-- BEGIN --

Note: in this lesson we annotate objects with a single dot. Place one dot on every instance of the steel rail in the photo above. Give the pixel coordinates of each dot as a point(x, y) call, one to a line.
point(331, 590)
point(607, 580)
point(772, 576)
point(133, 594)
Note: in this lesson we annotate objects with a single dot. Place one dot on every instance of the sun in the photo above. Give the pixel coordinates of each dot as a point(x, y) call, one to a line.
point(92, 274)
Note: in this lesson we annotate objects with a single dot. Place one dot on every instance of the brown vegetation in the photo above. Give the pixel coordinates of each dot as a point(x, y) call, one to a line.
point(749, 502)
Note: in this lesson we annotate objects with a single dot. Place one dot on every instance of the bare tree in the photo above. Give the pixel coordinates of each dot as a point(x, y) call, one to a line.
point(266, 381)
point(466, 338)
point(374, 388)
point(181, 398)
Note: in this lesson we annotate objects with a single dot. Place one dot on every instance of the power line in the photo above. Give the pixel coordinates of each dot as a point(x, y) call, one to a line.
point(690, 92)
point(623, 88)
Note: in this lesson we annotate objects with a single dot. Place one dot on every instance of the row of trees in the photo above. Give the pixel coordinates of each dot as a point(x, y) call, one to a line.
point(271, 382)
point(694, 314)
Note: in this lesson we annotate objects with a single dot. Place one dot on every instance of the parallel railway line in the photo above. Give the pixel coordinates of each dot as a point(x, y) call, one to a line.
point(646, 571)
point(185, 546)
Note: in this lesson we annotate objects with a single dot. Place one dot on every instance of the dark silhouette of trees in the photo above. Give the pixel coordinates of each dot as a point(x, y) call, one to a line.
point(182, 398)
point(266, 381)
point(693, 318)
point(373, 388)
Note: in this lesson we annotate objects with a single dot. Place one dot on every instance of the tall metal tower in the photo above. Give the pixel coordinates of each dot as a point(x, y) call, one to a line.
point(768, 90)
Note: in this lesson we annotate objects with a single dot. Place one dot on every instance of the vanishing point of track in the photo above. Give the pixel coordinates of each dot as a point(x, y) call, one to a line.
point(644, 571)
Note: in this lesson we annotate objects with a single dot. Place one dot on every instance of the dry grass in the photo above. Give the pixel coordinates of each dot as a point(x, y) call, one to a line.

-- END --

Copy each of the items above word for word, keeping them in their original order.

SOLUTION FOR THIS TASK ▸
Note: in this lesson we annotate objects with a single dot. Place one dot on every instance of the steel rail in the photo above. Give the pixel coordinates of each dot as a point(x, y) call, one to a line.
point(331, 590)
point(607, 580)
point(772, 576)
point(133, 594)
Note: in this lesson we annotate objects with a single dot. Place one dot on every instance of the sun in the photo above. Give the pixel coordinates of each dot as a point(x, y) call, one to a line.
point(92, 274)
Note: in this lesson we annotate objects with a single dot. Place one dot on every instance of the brown vegetation in the photo above. Give the pixel coordinates of each dot as a point(x, y) call, one to a line.
point(749, 502)
Note: in this lesson we annotate objects with a single dot. Place one dot on every instance of the bare tree in the photo above. Give the pixel coordinates of each dot as a point(x, y) call, one to a line.
point(266, 381)
point(466, 338)
point(374, 388)
point(181, 398)
Note: in this lesson we annotate objects with a single dot. Place one dot on every instance of the power line in the photo above. Give the pixel coordinates of each dot as a point(x, y) call, one to a line.
point(690, 92)
point(623, 88)
Note: in this lesson we annotate objects with a single dot. Place one dot on every instance of the row of trees in the photo above. Give the pixel coordinates of each dot as a point(x, y) call, one to a line.
point(271, 382)
point(694, 314)
Note: in this lesson we annotate objects with a single dot. Place one dot on every instance of the parallel railway line in the photo above. Give the pixel coordinates of each dot as a point(x, y) call, one to a line.
point(646, 571)
point(185, 546)
Note: in this lesson we annotate objects with a single dot. Place one dot on every instance of the dark silhouette of trees in the photo above. Give the pixel coordinates of each dot as a point(x, y) call, one to a line.
point(182, 398)
point(266, 381)
point(693, 318)
point(373, 388)
Note: in this lesson we annotate objects with a single dot. Place one dot on every instance of the tall metal tower in the photo above. Give the pixel coordinates of each dot as a point(x, y) call, one to a line.
point(768, 90)
Note: in this lesson we annotate objects with a single dot. Place one dot on every instance of the vanishing point of track in the photo above. Give the pixel coordinates of each dot as a point(x, y) call, one to a line.
point(644, 571)
Note: in this lesson we annotate objects with a single dot. Place one dot on every instance of the dry grass in the photo above. Give the pixel coordinates of each dot as a point(x, y) call, one to a line.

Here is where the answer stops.